WHAT THE TASK ASKS
Only the lines below starting at the one that contains "Query: round stone tower" and ending at the one that contains "Reviewer note: check that each instance of the ruined" are to be reproduced, exactly and with both ends kept.

━━ EXERCISE INPUT ━━

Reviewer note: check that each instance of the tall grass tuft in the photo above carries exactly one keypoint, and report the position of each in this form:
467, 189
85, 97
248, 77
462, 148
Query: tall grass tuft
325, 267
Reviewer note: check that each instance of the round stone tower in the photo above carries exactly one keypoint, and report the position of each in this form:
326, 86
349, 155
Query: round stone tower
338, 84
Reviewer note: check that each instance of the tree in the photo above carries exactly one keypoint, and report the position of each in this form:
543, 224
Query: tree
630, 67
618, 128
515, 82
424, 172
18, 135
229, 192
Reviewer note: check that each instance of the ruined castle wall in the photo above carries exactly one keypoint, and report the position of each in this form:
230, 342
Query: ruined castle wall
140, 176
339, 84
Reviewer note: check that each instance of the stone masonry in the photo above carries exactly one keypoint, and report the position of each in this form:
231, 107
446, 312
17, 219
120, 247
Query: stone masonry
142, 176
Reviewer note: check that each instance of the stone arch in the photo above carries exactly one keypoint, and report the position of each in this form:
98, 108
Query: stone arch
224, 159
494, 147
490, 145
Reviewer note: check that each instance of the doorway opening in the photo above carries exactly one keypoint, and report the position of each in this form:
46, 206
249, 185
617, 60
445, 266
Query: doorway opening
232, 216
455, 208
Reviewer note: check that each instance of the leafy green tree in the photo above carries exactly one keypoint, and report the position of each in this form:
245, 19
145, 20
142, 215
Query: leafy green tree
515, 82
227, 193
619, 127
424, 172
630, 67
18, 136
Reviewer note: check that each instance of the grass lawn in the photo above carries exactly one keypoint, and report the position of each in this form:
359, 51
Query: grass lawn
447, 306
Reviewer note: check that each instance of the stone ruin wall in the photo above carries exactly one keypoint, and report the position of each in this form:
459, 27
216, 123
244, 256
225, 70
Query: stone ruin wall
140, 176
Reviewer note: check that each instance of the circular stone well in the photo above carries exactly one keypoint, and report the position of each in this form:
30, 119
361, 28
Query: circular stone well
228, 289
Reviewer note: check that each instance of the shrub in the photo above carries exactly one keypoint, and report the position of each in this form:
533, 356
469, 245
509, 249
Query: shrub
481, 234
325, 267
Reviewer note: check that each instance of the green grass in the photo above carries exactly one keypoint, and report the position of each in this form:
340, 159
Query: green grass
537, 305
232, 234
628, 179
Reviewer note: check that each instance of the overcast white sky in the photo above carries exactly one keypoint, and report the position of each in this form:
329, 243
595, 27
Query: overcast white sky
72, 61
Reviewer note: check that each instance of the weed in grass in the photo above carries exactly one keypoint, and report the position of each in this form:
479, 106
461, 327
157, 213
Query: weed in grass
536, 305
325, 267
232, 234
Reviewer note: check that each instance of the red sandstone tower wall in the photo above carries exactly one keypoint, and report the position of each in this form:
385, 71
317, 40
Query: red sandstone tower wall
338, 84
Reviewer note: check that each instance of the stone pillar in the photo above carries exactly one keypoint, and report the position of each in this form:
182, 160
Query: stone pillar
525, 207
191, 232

━━━
━━ EXERCISE INPUT ━━

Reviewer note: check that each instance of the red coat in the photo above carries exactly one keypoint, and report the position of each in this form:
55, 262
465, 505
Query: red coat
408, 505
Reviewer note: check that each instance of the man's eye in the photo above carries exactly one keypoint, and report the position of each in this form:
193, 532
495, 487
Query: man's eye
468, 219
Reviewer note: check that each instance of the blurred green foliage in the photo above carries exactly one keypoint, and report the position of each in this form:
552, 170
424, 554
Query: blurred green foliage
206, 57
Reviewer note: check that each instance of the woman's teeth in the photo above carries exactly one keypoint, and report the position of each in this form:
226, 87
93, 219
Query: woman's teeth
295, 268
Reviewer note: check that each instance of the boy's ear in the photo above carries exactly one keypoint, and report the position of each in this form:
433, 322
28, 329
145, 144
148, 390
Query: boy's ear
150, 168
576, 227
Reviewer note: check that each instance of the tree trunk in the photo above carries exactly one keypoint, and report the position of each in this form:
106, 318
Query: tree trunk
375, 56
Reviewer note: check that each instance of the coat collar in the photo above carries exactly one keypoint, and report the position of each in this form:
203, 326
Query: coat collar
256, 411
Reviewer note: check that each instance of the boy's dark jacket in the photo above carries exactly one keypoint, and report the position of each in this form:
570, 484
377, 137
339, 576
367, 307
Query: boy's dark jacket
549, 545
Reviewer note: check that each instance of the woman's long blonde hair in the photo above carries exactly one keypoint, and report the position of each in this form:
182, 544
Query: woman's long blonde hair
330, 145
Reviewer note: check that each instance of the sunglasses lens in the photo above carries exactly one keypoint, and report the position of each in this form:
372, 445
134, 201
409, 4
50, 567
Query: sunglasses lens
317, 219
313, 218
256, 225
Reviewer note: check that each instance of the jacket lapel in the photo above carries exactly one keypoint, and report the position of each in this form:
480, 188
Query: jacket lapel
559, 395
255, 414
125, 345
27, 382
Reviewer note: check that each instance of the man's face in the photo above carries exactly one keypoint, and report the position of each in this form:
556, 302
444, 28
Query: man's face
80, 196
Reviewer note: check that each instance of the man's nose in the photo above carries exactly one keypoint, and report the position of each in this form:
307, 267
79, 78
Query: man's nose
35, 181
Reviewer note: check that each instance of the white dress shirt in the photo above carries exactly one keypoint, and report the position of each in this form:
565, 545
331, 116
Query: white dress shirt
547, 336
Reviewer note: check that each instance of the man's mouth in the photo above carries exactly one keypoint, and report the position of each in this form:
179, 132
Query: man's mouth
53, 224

━━━
━━ EXERCISE INPUT ━━

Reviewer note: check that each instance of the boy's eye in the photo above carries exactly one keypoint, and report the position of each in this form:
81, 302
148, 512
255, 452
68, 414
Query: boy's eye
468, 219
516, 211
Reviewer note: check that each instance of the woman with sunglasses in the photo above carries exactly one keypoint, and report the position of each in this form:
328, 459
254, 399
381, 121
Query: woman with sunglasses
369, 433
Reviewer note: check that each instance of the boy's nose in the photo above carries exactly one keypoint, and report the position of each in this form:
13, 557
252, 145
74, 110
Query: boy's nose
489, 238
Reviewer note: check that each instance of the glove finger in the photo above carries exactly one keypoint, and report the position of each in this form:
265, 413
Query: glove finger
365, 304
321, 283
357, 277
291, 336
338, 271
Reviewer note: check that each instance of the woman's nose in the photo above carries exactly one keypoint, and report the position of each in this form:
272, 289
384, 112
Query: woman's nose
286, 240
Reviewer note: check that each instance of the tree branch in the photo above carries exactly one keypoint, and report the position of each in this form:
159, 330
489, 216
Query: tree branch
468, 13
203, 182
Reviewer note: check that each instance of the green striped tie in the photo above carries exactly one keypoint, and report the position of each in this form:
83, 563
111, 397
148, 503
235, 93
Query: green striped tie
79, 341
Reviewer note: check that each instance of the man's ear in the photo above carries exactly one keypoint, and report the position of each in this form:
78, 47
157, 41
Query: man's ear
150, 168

━━━

EXERCISE RESULT
Query: round stone tower
338, 84
Reviewer note: check that each instance of the tree in the photo above carries exactly one keypoint, and report the position of each in this form:
543, 224
Query: tree
630, 67
618, 128
515, 82
424, 172
18, 135
229, 192
Reviewer note: check that each instance of the ruined castle wall in the photo above carries exactly one keypoint, and report the position of each in this form:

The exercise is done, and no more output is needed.